Your tasks:
1. In the Flink 2.0 mailing-list thread, update the passage that begins at the words "For the depreciation" and ends after "like a database.", putting "state query service" in place of "queryable state".
2. Write the next part of the Flink 2.0 mailing-list thread, picking up after its last line.

Selected text:
· · · · ·
I agree that we could downgrade "Eager state declaration" to a nice-to-have 
feature.

For the depreciation of "queryable state", can we just rename to deprecate 
"current implementation of queryable state"? The feature to query the internal 
state is actually very useful for debugging and could provide more possibility 
to extend FlinkSQL more like a database.

Just as Yuan replied in the previous email [1], current implementation of 
queryable state has many problems in design. However, I don't want to make 
users feel that this feature cannot be done well, and maybe we can redesign 
this feature. As far as I know, risingwave already support  queryable state 
with better user experience [2].


[1] https://lists.apache.org/thread/9hmwcjb3q5c24pk3qshjvybfqk62v17m
[2] https://syntaxbug.com/06a3e7c554/

Best
Yun Tang
________________________________
From: Xintong Song <tonysong...@gmail.com>
Sent: Friday, July 14, 2023 13:51
To: dev@flink.apache.org <dev@flink.apache.org>
Subject: Re: [VOTE] Release 2.0 must-have work items

Thanks for the support, Yu.

We will have the guideline before removing DataSet. We are currently
prioritizing works that need to be done before the 1.18 feature freeze, and
will soon get back to working on the guidelines. We expect to get the
guideline ready before or soon after the 1.18 release, which will
definitely be before removing DataSet in 2.0.

Best,

Xintong



On Fri, Jul 14, 2023 at 1:06 PM Yu Li <car...@gmail.com> wrote:

> It's great to see the discussion about what we need to improve on
> (completely) switching from DataSet API to DataStream API from the user
> perspective. I feel that these improvements would happen faster (only) when
> we seriously prepare to remove the DataSet APIs with a target release, just
> like what we are doing now. And the same applies to the SinkV1 related
> discussions (smile).
>
> I support Xintong's opinion on keeping "Remove the DataSet APIs" a
> must-have item, meantime I support Yuxia's opinion that we should
> explicitly let our users know how to migrate their existing DataSet API
> based applications afterwards, meaning that the guideline Xintong mentioned
> is a must-have (rather than best efforts) before removing the DataSet APIs.
· · · · ·
Dataset extract:
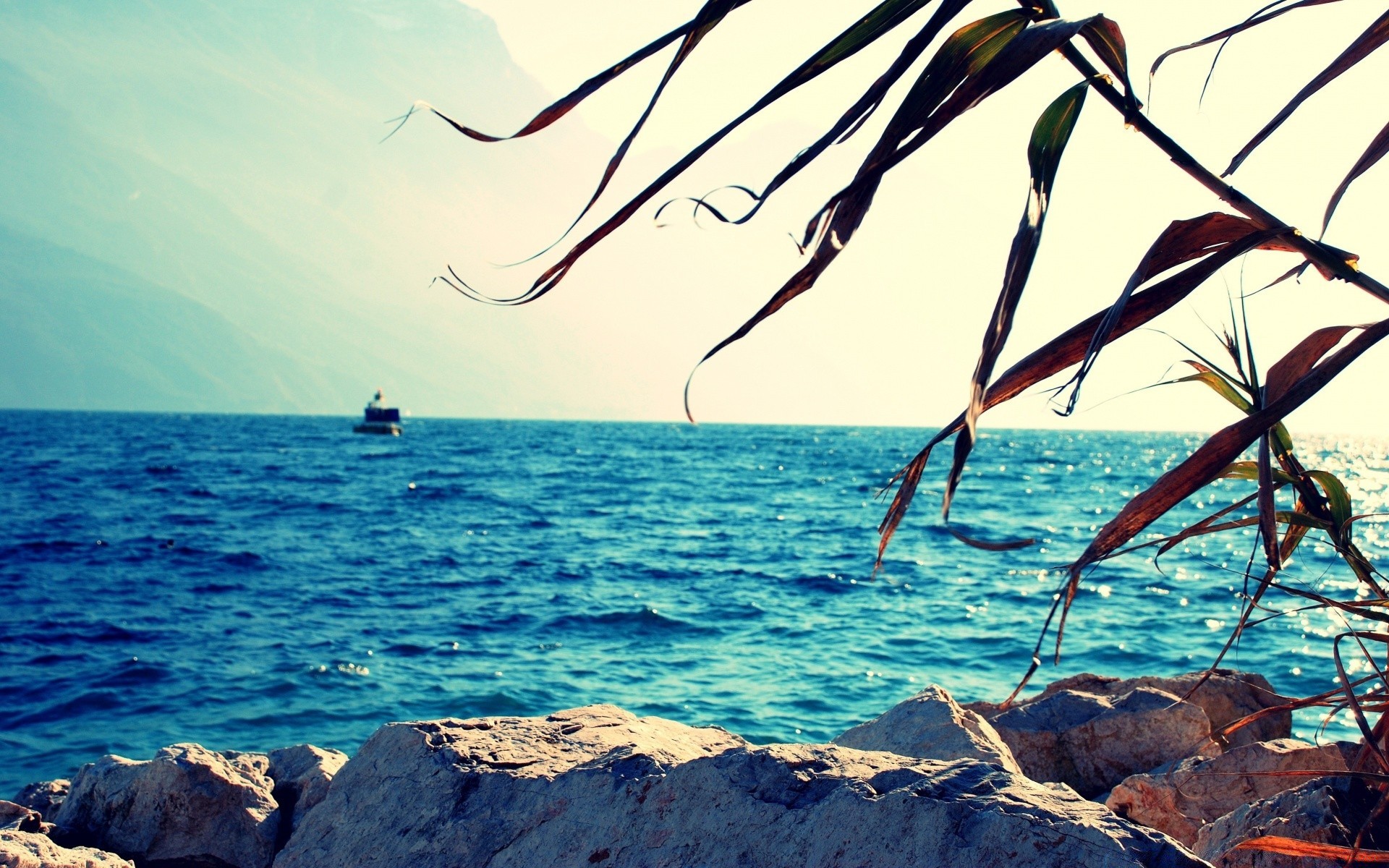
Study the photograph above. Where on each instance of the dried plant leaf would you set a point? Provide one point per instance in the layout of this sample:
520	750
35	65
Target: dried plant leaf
· · · · ·
Answers in order:
1.
For the depreciation of "state query service", can we just rename to deprecate 
"current implementation of state query service"? The feature to query the internal 
state is actually very useful for debugging and could provide more possibility 
to extend FlinkSQL more like a database.

2.
>
> Best Regards,
> Yu
>
>
> On Wed, 12 Jul 2023 at 14:00, yuxia <luoyu...@alumni.sjtu.edu.cn> wrote:
>
> > Thanks Xintong for clarification. A guideline to help users migrating
> from
> > DataSet to DataStream will definitely be helpful.
> >
> > Best regards,
> > Yuxia
> >
> > ----- 原始邮件 -----
> > 发件人: "Xintong Song" <tonysong...@gmail.com>
> > 收件人: "dev" <dev@flink.apache.org>
> > 发送时间: 星期三, 2023年 7 月 12日 上午 11:40:12
> > 主题: Re: [VOTE] Release 2.0 must-have work items
> >
> > @Yuxia,
> >
> > We are aware of the issue that you mentioned. Actually, I don't think the
> > DataStream API can cover everything in the DataSet API in exactly the
> same
> > way, because the fundamental model, concepts and primitives of the two
> sets
> > of APIs are completely different. Many of the DataSet APIs, especially
> > those accessing the full data set at once, do not fit in the DataStream
> > concepts at all. I think what's important is that users can achieve the
> > same function, even if they may need to code in a different way.
> >
> > We have gone through all the existing DataSet APIs, and categorized them
> > into 3 kinds:
> > - APIs that are well supported by DataStream API as is. E.g., map, reduce
> > on grouped dataset, etc.
> > - APIs that can be achieved by DataStream API as is, but with a price
> > (programming complexity, or computation efficiency). E.g., reduce on full
> > dataset, sort partition, etc. Admittedly, there is room for improvement
> on
> > these. We may keep improving these for the DataStream API, or we can
> > concentrate on supporting them better in the new ProcessFunction API.
> > Either way, I don't think we should block the retiring of DataSet API on
> > them.
> > - There are also a few APIs that cannot be supported by the DataStream
> API
> > as is, unless users write their custom operators from the ground up. Only
> > left/rightOuterJoin and combineGroup fall into this category. I think
> > combinedGroup is probably not a problem, because this is more like a
> > variant of reduceGroup that allows the framework to execute more
> > efficiently. As for the outer joins, depending on how badly this is
> needed,
> > it can be supported by emitting the non-joined entries upon triggering a
> > window join.
> >
> > We are also planning to draft a guideline to help users migrating from
> > DataSet to DataStream, which should demonstrate how users can achieve
> > things like sort-partition with DataStream API.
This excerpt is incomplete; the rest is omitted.